*Task requirements*
Copy the lines below word for word, from the line with "In this exercise you will mark the cabinet" to the line with "<point>277,659</point>", both included, and nothing else.

[Dataset records on object locations]
★ ★ ★ ★ ★

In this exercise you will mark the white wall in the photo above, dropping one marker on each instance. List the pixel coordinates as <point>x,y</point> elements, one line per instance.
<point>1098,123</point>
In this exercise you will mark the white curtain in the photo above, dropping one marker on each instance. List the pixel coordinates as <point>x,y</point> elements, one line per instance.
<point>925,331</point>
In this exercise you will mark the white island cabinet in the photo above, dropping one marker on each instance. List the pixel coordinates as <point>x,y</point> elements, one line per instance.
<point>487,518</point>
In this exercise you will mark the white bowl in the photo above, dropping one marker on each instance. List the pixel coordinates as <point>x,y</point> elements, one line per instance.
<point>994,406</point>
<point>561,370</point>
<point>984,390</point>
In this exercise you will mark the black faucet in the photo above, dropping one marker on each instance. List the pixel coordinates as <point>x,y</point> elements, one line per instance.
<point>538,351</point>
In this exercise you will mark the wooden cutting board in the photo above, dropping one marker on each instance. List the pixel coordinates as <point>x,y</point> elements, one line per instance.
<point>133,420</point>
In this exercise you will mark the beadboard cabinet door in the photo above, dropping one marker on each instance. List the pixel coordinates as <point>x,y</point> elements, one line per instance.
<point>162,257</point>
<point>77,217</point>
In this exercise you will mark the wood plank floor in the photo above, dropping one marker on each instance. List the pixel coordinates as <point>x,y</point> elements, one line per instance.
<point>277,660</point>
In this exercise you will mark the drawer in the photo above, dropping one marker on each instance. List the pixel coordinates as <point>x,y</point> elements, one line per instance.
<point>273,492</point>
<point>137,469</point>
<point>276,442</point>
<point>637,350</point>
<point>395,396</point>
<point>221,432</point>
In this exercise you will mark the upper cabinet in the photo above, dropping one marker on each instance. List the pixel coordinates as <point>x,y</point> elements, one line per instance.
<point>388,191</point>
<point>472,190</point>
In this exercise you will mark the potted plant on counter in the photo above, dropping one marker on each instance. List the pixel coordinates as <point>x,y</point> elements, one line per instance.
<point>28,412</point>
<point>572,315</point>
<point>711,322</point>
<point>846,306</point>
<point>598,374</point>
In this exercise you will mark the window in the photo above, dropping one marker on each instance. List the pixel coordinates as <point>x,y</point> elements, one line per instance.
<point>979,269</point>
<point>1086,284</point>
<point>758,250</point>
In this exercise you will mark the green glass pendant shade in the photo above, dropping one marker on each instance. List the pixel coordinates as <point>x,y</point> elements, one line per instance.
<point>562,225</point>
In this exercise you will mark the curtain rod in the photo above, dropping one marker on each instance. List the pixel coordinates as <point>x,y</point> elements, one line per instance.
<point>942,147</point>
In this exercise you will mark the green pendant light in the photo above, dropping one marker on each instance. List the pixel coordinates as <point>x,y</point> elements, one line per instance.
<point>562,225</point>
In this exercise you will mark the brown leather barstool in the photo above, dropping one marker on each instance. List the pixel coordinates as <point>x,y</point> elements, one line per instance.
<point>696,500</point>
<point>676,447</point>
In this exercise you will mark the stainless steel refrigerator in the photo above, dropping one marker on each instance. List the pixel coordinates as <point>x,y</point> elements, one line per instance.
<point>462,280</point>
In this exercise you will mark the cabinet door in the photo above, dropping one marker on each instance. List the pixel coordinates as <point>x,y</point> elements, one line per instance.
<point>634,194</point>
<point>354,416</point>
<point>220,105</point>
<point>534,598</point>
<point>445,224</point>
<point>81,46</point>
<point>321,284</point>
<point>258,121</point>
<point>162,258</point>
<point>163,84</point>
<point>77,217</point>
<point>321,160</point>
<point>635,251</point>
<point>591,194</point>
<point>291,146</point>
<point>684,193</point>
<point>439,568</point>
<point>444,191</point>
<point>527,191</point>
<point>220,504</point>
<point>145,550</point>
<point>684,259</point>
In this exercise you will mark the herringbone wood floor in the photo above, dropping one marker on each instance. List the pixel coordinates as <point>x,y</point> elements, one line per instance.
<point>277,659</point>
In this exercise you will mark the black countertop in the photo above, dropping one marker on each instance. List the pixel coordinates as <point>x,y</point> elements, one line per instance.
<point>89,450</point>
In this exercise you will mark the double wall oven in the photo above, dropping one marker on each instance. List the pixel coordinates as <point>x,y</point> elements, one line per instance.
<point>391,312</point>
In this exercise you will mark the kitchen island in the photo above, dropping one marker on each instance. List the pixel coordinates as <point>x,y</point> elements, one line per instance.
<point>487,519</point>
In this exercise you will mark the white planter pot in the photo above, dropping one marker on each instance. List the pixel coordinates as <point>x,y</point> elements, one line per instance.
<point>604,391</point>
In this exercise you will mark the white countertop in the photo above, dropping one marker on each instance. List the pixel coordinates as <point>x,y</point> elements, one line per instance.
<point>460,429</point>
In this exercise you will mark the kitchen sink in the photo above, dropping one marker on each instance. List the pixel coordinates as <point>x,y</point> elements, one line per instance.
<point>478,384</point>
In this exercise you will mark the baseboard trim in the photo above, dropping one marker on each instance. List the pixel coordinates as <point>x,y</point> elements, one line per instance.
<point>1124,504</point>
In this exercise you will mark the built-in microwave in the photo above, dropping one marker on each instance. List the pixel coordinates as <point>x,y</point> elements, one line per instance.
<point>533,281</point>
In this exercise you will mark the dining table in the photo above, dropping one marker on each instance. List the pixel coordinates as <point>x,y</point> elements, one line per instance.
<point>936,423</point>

★ ★ ★ ★ ★

*Worked answer*
In this exercise you will mark the cabinet door in the photo above, dropping one marker on each instance. List the pixel coordinates as <point>x,y</point> elements, one line per instance.
<point>634,194</point>
<point>354,416</point>
<point>220,105</point>
<point>534,598</point>
<point>445,224</point>
<point>81,46</point>
<point>321,284</point>
<point>258,121</point>
<point>162,258</point>
<point>163,84</point>
<point>77,217</point>
<point>321,160</point>
<point>635,251</point>
<point>591,194</point>
<point>291,146</point>
<point>684,193</point>
<point>439,568</point>
<point>444,191</point>
<point>527,191</point>
<point>220,504</point>
<point>145,550</point>
<point>684,259</point>
In this exercise you will mark the herringbone wood floor in the photo above, dropping one marker on each instance. List the pixel coordinates as <point>x,y</point> elements, one line per instance.
<point>277,659</point>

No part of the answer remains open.